Requirement 1
Extract every line of the entries that contains the word "dancer", matching case exactly.

:::

6. The undersigned hereby waive any claims or rights which they might now
have or hereafter acquire against Lessee or any other person primarily or
contingently liable on any Obligation of Lessee, which claims or rights arise
from the existence or performance of the undersigned's obligations under this
Guaranty or any other guaranty or under any instrument or agreement with respect
to any leased property or any property constituting collateral or security for
this Guaranty or any other guaranty, including, without limitation, any right of
subrogation, reimbursement, exoneration, contribution, indemnification, or any
right to participate in any claim or remedy of Lessor or any other creditor
which the undersigned now has or hereafter acquires, whether such claim or right
arises in equity, under contract or statute, at common law, or otherwise.
7. Lessor's rights hereunder shall be reinstated and revived, and this
Guaranty shall be fully enforceable, with respect to any amount at any time paid
on account of the Obligations which thereafter shall be required to be restored
or returned by Lessor upon the bankruptcy, insolvency or reorganization of the
Lessee, the undersigned, or any other person, or as a result of any other fact
or circumstance, all as though such amount had not been paid.
8. The undersigned jointly and severally agree to pay to Lessor all costs
and expenses, including reasonable attorneys' fees, incurred by Lessor in the
enforcement or attempted enforcement of this Guaranty, whether or not suit is
filed in connection therewith, or in the exercise by Lessor of any right,
privilege, power or remedy conferred by this Guaranty.
9. The undersigned represent and warrant that they have relied
exclusively on their own independent investigation of Lessee, the leased
property and the collateral for their decision to
Page 2
guarantee Lessee's Obligations now existing or thereafter arising. The
undersigned agree that they have sufficient knowledge of the Lessee, the leased
property, and the collateral to make an informed decision about this Guaranty,
and that Lessor has no duty or obligation to disclose any information in its
possession or control about Lessee, the leased property, and the collateral to
the undersigned. The undersigned warrant to Lessor that they have adequate means
to obtain from the Lessee on a continuing basis information concerning the
financial condition of the Lessee and that they are not relying on Lessor to
provide such information either now or in the future.
10. As long as any indebtedness under any of the Obligations remains
unpaid or any credit is available to Lessee under any of the Obligations, the
undersigned agree to furnish to Lessor: (a) annual financial statements setting
forth the financial condition and results of operation of the undersigned
(financial statements shall include balance sheet, income statement, changes in
financial position and all notes thereto) within 120 days of the end of each
fiscal year of the undersigned; (b) quarterly financial statements setting forth
the financial condition and results of operation of the undersigned within 60
days of the end of each of the first three fiscal quarters of the undersigned;
and (c) such other financial information as Lessor may from time to time request
including, without limitation, financial reports filed by the undersigned with
federal or state regulatory agencies.

:::

Requirement 2
Using the guaranty text, explain what causes Lessor's rights to be reinstated and revived, and how the guaranty then treats the affected amount.

Data to process
:::

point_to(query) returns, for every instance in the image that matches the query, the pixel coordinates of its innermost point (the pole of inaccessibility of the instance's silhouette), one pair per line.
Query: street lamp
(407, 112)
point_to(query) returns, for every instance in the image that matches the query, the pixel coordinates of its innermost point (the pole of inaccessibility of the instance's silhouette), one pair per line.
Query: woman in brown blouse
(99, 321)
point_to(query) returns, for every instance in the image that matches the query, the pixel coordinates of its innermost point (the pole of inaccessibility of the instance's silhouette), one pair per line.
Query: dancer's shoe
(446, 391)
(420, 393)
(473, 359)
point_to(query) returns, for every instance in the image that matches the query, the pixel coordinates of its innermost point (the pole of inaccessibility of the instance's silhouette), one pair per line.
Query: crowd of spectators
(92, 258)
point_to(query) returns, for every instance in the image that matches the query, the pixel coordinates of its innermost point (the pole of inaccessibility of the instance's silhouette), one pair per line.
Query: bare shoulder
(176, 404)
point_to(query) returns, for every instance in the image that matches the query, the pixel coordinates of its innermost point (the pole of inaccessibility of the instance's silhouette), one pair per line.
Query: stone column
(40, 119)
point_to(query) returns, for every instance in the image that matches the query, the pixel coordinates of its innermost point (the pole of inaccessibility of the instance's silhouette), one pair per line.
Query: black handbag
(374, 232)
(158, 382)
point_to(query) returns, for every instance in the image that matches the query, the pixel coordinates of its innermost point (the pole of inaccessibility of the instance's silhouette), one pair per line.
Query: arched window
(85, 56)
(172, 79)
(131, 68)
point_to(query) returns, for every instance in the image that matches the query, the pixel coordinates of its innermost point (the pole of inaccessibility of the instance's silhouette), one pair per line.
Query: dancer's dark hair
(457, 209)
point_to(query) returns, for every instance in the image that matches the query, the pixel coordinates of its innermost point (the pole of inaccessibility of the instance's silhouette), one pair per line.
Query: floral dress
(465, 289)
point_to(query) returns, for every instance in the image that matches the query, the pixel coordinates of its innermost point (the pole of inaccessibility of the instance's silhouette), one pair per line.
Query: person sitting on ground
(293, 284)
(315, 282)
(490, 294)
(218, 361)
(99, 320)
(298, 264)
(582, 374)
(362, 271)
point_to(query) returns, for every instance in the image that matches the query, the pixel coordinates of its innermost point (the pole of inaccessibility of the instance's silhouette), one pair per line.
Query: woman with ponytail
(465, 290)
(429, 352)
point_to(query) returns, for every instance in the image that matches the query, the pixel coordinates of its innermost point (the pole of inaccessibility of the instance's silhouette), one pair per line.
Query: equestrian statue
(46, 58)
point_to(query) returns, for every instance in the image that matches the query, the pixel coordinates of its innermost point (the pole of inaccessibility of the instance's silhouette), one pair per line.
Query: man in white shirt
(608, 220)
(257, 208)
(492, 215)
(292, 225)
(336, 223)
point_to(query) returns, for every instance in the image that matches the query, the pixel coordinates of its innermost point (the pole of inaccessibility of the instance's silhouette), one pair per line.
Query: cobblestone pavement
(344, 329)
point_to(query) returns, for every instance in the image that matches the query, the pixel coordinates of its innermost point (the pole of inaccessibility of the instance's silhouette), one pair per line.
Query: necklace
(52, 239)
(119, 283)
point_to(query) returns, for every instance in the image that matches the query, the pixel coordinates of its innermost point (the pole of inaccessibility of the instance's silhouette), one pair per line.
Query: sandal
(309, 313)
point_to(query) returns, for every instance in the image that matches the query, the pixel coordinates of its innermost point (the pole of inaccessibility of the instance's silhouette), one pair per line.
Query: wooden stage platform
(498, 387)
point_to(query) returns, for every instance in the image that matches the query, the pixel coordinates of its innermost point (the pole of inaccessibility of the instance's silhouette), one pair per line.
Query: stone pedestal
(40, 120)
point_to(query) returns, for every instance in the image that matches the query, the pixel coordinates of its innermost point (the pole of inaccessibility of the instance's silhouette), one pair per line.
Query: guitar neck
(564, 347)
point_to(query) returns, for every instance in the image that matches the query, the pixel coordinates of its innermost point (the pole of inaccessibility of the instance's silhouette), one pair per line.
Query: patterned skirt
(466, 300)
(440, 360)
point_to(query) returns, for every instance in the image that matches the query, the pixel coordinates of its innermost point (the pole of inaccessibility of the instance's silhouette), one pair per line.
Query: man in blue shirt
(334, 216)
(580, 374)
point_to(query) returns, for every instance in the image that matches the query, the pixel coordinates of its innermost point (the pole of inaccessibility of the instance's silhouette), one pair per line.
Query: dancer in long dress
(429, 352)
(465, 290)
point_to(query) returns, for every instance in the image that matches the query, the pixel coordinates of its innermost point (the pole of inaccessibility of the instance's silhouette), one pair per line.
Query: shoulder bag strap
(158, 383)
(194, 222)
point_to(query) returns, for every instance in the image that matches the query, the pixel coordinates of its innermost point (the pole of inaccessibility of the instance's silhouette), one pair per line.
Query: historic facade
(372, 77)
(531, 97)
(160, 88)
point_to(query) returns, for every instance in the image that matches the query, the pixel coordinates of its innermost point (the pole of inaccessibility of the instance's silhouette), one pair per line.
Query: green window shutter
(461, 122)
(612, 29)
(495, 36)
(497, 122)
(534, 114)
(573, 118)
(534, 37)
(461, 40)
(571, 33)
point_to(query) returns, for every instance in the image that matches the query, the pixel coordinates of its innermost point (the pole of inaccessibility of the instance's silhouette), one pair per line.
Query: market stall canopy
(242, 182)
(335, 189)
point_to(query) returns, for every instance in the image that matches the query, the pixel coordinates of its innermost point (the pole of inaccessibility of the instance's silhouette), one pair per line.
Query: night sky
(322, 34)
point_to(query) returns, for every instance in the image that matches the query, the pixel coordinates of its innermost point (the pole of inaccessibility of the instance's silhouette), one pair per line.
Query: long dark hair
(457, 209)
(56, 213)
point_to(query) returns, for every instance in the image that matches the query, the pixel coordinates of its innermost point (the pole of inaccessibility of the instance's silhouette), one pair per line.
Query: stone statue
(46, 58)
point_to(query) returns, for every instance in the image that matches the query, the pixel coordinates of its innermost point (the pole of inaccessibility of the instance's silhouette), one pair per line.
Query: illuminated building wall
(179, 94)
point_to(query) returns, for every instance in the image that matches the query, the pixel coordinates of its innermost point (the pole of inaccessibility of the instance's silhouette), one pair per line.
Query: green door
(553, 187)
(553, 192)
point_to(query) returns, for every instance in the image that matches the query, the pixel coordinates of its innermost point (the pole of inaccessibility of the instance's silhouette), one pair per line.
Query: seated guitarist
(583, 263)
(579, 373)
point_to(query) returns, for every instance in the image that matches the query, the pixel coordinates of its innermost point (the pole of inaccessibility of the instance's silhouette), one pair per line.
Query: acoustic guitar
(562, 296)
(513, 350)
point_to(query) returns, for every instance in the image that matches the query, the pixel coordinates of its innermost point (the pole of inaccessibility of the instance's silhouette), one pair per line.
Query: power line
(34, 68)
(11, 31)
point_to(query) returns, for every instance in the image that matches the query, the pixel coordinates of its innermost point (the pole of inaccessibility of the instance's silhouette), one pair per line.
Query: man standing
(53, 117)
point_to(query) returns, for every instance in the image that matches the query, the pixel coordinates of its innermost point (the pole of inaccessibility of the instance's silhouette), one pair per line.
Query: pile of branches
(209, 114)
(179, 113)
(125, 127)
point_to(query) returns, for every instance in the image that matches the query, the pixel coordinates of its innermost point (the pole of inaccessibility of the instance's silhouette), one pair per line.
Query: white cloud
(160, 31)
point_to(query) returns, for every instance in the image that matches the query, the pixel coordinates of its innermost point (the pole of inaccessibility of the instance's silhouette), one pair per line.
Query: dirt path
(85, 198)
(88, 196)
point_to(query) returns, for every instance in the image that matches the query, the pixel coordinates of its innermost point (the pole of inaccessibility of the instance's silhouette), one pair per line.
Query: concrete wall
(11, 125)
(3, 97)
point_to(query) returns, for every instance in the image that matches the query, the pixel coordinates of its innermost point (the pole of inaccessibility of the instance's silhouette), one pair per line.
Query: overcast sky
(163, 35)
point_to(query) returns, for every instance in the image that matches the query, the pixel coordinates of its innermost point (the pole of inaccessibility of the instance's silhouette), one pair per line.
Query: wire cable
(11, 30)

:::

Correct answer 1
Query: dancer's shoe
Query: dancer's dark hair
Query: dancer in long dress

Correct answer 2
Lessor's rights are reinstated and revived when an amount already paid on the Obligations later has to be restored or returned by Lessor. This can happen upon the bankruptcy, insolvency or reorganization of the Lessee, the undersigned, or any other person, or as a result of any other fact or circumstance. The Guaranty is then fully enforceable for that amount, as though it had not been paid.